### Task objective
Rewrite the entries below, putting "Labeling goal" wherever "Annotation objective" appears and leaving everything else unchanged.

::: Provided data

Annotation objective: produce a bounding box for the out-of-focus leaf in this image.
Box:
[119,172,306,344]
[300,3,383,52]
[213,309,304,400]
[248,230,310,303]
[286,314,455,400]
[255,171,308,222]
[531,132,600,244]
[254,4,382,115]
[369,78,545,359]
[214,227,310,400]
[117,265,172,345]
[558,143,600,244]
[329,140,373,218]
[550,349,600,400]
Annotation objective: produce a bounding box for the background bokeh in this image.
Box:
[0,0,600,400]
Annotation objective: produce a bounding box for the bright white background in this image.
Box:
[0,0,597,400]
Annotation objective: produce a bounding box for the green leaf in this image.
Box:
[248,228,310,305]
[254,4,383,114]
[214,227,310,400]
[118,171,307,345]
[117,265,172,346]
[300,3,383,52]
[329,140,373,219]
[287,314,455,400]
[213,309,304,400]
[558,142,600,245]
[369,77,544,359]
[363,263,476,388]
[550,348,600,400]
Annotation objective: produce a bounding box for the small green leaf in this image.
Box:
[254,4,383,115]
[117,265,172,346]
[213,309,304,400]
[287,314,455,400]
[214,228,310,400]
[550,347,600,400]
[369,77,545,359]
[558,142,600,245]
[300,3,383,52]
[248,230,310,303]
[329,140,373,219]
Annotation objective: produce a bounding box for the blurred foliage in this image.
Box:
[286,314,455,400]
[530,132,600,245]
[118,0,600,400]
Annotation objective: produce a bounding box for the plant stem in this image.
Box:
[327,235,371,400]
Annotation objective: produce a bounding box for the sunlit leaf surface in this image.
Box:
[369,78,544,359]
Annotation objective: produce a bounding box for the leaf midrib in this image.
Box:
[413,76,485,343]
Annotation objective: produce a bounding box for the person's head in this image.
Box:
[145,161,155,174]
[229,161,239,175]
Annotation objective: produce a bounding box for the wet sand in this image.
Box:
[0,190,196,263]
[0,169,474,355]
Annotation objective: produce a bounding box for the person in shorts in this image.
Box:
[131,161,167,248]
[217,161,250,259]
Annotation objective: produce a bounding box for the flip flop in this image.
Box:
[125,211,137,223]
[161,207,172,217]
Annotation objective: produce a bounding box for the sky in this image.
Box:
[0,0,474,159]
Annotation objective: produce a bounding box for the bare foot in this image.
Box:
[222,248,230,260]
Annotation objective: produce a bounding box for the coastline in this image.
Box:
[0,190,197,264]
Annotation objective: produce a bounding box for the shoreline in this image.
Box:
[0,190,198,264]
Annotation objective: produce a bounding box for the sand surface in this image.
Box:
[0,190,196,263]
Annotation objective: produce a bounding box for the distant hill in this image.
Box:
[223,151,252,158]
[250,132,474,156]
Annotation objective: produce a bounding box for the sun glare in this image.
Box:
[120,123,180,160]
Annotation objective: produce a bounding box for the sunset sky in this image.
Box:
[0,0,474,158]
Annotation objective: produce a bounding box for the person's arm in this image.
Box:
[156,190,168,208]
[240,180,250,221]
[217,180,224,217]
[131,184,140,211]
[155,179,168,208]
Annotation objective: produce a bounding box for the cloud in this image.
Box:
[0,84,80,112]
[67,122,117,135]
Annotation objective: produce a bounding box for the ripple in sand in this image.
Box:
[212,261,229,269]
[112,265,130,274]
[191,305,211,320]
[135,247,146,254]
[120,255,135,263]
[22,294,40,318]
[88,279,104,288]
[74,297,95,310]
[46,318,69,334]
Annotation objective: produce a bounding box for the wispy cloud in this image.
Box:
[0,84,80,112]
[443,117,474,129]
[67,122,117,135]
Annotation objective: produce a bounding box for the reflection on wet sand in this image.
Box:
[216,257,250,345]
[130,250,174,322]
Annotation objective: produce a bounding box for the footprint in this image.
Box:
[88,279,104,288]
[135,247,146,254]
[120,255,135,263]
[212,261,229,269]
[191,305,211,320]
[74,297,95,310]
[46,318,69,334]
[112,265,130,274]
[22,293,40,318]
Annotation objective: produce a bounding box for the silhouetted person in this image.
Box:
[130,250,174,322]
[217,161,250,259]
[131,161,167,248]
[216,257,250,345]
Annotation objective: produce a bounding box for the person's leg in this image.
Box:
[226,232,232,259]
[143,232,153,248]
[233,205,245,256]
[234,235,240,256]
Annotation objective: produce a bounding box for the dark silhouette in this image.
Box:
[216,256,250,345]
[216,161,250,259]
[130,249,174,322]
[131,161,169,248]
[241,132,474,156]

::::::

### Written solution
Labeling goal: produce a bounding box for the out-of-focus leaf in this image.
Box:
[119,172,306,344]
[300,3,383,52]
[213,309,304,400]
[248,230,310,303]
[286,314,455,400]
[255,171,308,222]
[531,132,600,244]
[254,4,382,115]
[369,78,545,359]
[214,227,310,400]
[117,265,172,345]
[558,143,600,244]
[329,140,373,218]
[550,349,600,400]
Labeling goal: produce a bounding box for the background bokeh in this image.
Box:
[0,0,600,400]
Labeling goal: produce a bounding box for the bright white background in this image.
Box:
[0,0,597,400]
Labeling goal: produce a bounding box for the green leaf in this image.
Box:
[248,228,310,305]
[254,4,383,114]
[214,227,310,400]
[118,171,307,345]
[117,265,172,346]
[300,3,383,52]
[329,140,373,219]
[287,314,455,400]
[213,309,304,400]
[558,142,600,245]
[369,77,544,359]
[363,263,476,388]
[550,348,600,400]
Labeling goal: produce a bounding box for the small green leaf in this image.
Box:
[254,4,383,115]
[117,265,172,346]
[213,309,304,400]
[287,314,455,400]
[214,228,310,400]
[550,347,600,400]
[369,77,545,359]
[558,142,600,245]
[300,3,383,52]
[248,230,310,303]
[329,140,373,219]
Labeling goal: produce a bounding box for the blurred foliage in this image.
Box:
[286,314,455,400]
[530,132,600,245]
[118,0,600,400]
Labeling goal: produce a bounding box for the plant stem in this image.
Box:
[327,235,371,400]
Labeling goal: produce a bounding box for the sunlit leaf surface in this image.
Box:
[369,78,544,359]
Labeling goal: produce a bounding box for the leaf midrib in this image.
Box:
[413,76,485,343]
Labeling goal: produce a bounding box for the person's head in this image.
Box:
[145,161,155,174]
[229,161,239,175]
Labeling goal: produce a bounding box for the wet sand in this image.
Box:
[0,190,196,263]
[0,169,474,355]
Labeling goal: produce a bounding box for the person in shorts in this image.
Box:
[131,161,167,248]
[217,161,250,259]
Labeling goal: produce a bounding box for the flip flop in this image.
Box:
[125,211,137,223]
[161,207,172,217]
Labeling goal: produce a bounding box for the sky in this image.
Box:
[0,0,474,159]
Labeling goal: produce a bounding box for the bare foot in this image.
Box:
[222,248,230,260]
Labeling goal: produce a bounding box for the coastline in this image.
Box:
[0,190,197,264]
Labeling goal: produce a bounding box for the shoreline in this image.
Box:
[0,190,198,264]
Labeling goal: produce a bounding box for the sand surface in this image.
Box:
[0,190,196,263]
Labeling goal: produce a bounding box for the distant hill in this image.
Box:
[223,151,252,158]
[250,132,474,156]
Labeling goal: produce a bounding box for the sun glare in this image.
Box:
[120,123,180,160]
Labeling goal: produce a bounding box for the sunset sky in this image.
Box:
[0,0,474,158]
Labeling goal: produce a bounding box for the person's arm in this image.
Box:
[156,190,168,208]
[240,180,250,221]
[217,180,224,217]
[131,184,140,211]
[155,179,168,208]
Labeling goal: produce a bounding box for the cloud in this image.
Box:
[0,84,80,112]
[67,122,117,135]
Labeling goal: produce a bounding box for the ripple in sand in this image.
Box:
[212,261,229,269]
[112,265,130,274]
[191,305,211,320]
[135,247,146,254]
[120,255,135,263]
[22,294,40,318]
[88,279,104,288]
[74,297,95,310]
[46,318,69,334]
Labeling goal: produce a bounding box for the wispy cloud in this image.
Box:
[0,84,80,112]
[443,117,474,129]
[67,122,117,135]
Labeling goal: produce a bounding box for the reflection on wet sand in this image.
Box:
[216,257,250,345]
[130,250,174,322]
Labeling goal: produce a bounding box for the footprint in this image.
Box:
[88,279,104,288]
[135,247,146,254]
[120,255,135,263]
[212,261,229,269]
[191,305,211,320]
[74,297,95,310]
[46,318,69,334]
[112,265,130,274]
[22,293,40,318]
Labeling goal: produce a bounding box for the silhouetted person in this image.
Box:
[130,250,174,322]
[217,161,250,259]
[131,161,167,248]
[216,257,250,345]
Labeling goal: produce a bounding box for the person's leg in this image.
Box:
[226,232,232,259]
[143,232,153,248]
[233,205,245,256]
[234,235,240,256]
Labeling goal: produce a bounding box for the dark silhouette in this image.
Box:
[216,256,250,345]
[216,161,250,259]
[130,249,174,322]
[131,161,169,248]
[241,132,474,156]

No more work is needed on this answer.